- _WORK TO DO_
Copy out, exactly as given, every line from the line with "For every instance of the illuminated" to the end of the listing, both of those lines included.

== == ==

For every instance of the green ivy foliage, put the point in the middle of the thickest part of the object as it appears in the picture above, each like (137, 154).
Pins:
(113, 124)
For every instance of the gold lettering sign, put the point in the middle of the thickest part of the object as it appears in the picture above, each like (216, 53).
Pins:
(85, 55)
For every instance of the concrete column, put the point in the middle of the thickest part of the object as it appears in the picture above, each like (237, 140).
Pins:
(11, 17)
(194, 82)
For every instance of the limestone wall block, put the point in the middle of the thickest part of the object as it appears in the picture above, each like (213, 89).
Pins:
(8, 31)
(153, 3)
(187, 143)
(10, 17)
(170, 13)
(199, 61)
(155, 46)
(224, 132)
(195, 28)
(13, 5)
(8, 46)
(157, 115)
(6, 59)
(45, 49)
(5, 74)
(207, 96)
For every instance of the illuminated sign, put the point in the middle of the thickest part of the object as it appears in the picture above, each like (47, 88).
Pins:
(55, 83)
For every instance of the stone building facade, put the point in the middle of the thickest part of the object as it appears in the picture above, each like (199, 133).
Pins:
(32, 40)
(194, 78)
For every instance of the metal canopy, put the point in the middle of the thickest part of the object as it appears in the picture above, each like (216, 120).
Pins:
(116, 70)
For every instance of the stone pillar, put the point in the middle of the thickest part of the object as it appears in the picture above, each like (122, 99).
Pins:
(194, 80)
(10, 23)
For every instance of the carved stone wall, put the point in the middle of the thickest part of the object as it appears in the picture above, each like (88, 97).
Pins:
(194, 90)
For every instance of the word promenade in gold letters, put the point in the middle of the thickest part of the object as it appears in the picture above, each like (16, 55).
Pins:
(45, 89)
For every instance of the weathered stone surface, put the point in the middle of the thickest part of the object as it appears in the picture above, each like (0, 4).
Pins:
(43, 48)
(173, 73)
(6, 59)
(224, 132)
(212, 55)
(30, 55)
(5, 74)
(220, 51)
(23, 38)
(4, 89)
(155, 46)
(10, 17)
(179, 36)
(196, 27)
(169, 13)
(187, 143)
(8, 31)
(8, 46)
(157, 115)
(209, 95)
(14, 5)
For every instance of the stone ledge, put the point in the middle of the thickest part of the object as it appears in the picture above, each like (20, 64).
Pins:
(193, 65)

== == ==

- _SOLUTION FOR THIS EXERCISE_
For every instance of the illuminated sign, put the point in the middle of the thickest part of the object as it appears in the picture above, each like (47, 88).
Pins:
(55, 83)
For every instance of the stone building facade, put the point in the middle of the thickest part of the object as it appears in the picture above, each like (199, 133).
Pins:
(32, 40)
(194, 78)
For every instance of the metal canopy, put the point in the middle of the thickest part of the object as it appears in the picture above, each like (216, 120).
Pins:
(116, 70)
For every instance of the stone pillar, put the point in the middle of the thickest part of the object as it appears in the picture above, each like (122, 99).
Pins:
(194, 80)
(10, 23)
For every instance of the carved stone wall, put the point in the middle of the thickest part of the object as it appears in the picture above, each like (88, 97).
Pins:
(194, 90)
For every instance of the word promenade in gold letters, put the point in the middle of the thickest part of the object as it appears in the picture above, each like (16, 55).
Pins:
(45, 89)
For every instance of the weathered stone surface, put the point in the middle of the thickest part of the object as it appears in the picture above, each like (0, 4).
Pins:
(43, 48)
(173, 73)
(6, 59)
(224, 132)
(212, 55)
(30, 55)
(5, 74)
(220, 51)
(23, 38)
(4, 89)
(155, 46)
(10, 17)
(179, 36)
(196, 27)
(169, 13)
(187, 143)
(8, 31)
(8, 46)
(157, 115)
(209, 95)
(14, 5)
For every instance of the stone ledge, put the point in the middle of the thickest part of the object as it appears in the picture above, each like (20, 64).
Pins:
(193, 65)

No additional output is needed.